• **CHALLENGE 1**
According to the article on leverage, what does Golden Rule No. 3 say?

• **PAGE TEXT**
>> BEGIN

The problem with leveraging for financial investment is that debt can be serviced only through speculative gains

Photo: BloombergPremium
Photo: Bloomberg

It is close to a decade since the first rumblings of the global financial crisis that culminated in a credit freeze in Western financial markets. The world economy is still to fully recover from the devastation in its wake. Growth remains sub-par, governments are broke, central bank balance sheets have expanded in spectacular fashion, interest rates are still stuck near zero, even entering negative territory, and a “helicopter drop" of money is mooted every now and then. With fears of continued financial excess and shadow banking triggering yet another financial crisis, this is perhaps a good time to reflect on the cardinal sins underlying the global financial crisis. These are really elementary. At their heart lies the relationship between money, investment and leverage.

Money and investment are not the same thing. Investments are by nature risky and speculative, as they need to be converted back to money at some stage by clearing the market. But investments can also yield high returns. This is why financial advisors recommend that individual savings should be weighted towards risk assets when young, gradually shifting towards safe assets as one ages. Modern banking has at least partly attenuated the inflation risk in holding money through saving and time deposits. But the returns are not comparable with what can be earned from investment. In the biblical parable of the talents it is the servant who invested and multiplied the money given to him who was rewarded by the master, not the one who buried it.

Since the three servants were held to account by the master, the money given to them was in a sense a loan. The first servant frittered away the money by leading a dissolute life. He had nothing left to return to his master. The second servant simply returned what his master gave, the real value of which would have diminished.

Investments can be made either from your own savings (equity), or by incurring debt. There is nothing inherently bad or imprudent about incurring debt. The banking system was devised so that small, individual savings could be aggregated for investors to leverage large investments. Industrialization is inconceivable without banking finance.

There are, however, three golden rules of leverage, stated below in rather extreme terms to underscore the principle.

Golden Rule No. 1 is calibrating the leverage for investment in real economy assets to the stability of the income streams generated by the investment. The higher the volatility, such as in commodities, the higher should be the equity component, as debt servicing becomes difficult if profits are unstable.

Golden Rule No. 2 is never leveraging for consumption, except to smoothen it. Manifest in the parable of the talents, it was violated in the run-up to the global financial crisis, with Americans running up huge credit card debt and borrowing against unrealized or notional profits from financial investment for consumption, eventually ending up in the proverbial debt trap.

Golden Rule No. 3 is never leveraging for investment in financial assets. This should be only through savings. Investments can be in real economy or financial assets. The former are those where returns are primarily from income streams, such as producing cars, consumer durables and the like, or from services like shopping complexes, cabs, airlines, shipping and electricity.

>> END

• **ENTRIES PROVIDED**
>> BEGIN

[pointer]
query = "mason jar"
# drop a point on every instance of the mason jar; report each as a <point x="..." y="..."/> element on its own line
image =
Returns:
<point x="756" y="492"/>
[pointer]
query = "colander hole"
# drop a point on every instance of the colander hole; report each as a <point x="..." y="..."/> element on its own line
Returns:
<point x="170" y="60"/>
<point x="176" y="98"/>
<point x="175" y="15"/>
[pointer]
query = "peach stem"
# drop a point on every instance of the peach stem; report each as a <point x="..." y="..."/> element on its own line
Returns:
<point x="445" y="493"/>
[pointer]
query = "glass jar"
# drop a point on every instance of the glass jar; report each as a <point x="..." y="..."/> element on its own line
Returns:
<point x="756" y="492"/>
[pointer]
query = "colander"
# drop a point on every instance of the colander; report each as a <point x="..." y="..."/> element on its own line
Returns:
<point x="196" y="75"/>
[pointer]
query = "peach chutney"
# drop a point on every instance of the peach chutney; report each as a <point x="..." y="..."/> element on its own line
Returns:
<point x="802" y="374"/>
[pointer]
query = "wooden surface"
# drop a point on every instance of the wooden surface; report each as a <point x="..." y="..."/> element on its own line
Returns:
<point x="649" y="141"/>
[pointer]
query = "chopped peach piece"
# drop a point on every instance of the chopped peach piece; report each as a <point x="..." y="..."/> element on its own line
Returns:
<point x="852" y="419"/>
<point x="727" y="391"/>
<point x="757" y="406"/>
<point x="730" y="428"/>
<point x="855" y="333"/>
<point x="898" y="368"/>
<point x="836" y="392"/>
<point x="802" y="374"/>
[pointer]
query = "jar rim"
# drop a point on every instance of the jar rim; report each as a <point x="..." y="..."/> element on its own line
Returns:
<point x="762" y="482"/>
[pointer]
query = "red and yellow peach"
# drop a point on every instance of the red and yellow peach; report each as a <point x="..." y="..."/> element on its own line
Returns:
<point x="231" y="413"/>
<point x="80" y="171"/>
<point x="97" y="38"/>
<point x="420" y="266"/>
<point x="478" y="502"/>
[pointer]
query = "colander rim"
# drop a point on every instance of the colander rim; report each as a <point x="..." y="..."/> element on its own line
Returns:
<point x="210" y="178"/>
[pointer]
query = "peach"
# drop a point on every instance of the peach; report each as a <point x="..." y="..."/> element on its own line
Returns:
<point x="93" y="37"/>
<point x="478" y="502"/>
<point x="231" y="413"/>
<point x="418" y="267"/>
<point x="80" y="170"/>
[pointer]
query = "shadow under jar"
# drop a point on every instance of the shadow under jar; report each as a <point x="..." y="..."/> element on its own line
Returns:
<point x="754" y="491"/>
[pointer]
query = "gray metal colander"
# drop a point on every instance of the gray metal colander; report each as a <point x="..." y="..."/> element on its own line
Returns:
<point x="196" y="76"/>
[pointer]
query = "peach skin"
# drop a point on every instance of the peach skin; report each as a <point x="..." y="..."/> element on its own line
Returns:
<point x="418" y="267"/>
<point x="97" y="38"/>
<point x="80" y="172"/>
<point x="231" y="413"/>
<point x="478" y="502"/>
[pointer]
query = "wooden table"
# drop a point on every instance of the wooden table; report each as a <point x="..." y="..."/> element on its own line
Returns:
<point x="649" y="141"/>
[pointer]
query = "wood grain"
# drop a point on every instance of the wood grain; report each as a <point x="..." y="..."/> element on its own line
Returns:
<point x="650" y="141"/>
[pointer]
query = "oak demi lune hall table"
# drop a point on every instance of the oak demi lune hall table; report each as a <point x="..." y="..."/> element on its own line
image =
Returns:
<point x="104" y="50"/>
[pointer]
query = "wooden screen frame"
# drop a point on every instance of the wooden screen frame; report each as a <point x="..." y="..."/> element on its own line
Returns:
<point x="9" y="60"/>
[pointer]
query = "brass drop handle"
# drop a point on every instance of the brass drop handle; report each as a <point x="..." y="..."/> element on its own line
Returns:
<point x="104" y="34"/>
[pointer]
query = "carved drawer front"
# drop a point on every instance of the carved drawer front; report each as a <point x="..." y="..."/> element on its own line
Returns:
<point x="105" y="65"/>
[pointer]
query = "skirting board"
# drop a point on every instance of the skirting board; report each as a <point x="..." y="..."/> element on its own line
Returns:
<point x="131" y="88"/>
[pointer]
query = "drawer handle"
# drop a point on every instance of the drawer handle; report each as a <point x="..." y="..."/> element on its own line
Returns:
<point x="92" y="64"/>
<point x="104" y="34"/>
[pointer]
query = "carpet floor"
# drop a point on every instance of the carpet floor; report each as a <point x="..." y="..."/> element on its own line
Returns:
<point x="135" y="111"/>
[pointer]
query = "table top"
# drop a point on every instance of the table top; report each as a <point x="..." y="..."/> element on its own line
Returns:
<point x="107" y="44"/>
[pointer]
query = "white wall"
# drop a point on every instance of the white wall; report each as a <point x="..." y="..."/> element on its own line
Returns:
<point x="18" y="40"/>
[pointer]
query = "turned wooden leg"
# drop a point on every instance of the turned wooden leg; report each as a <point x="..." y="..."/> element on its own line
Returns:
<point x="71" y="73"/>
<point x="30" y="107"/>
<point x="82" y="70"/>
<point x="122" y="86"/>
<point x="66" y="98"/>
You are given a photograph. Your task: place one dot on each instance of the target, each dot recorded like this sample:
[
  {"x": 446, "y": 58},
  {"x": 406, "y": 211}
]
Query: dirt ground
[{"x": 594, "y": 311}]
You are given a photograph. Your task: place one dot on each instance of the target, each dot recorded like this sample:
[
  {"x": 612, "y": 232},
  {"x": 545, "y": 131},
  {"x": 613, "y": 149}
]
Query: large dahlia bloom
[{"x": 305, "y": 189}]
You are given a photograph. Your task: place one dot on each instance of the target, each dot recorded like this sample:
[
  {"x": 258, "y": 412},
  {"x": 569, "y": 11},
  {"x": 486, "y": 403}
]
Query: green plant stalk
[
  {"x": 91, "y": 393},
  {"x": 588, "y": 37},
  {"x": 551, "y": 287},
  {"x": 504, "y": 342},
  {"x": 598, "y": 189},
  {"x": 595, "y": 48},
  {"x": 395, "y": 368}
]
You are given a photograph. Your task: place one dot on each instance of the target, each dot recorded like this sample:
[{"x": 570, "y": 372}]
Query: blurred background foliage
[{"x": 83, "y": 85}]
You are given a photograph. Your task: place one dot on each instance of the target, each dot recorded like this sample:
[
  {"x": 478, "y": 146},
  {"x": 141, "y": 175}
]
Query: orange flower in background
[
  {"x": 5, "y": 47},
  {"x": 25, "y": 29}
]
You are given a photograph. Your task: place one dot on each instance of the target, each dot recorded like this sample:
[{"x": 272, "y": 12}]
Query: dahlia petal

>> END

• **CHALLENGE 2**
Please pull out every line of the rows that contains the word "demi".

• **TASK RESULT 1**
Never leverage for investment in financial assets.

• **TASK RESULT 2**
query = "oak demi lune hall table"
# drop a point on every instance of the oak demi lune hall table; report each as a <point x="..." y="..."/> element on its own line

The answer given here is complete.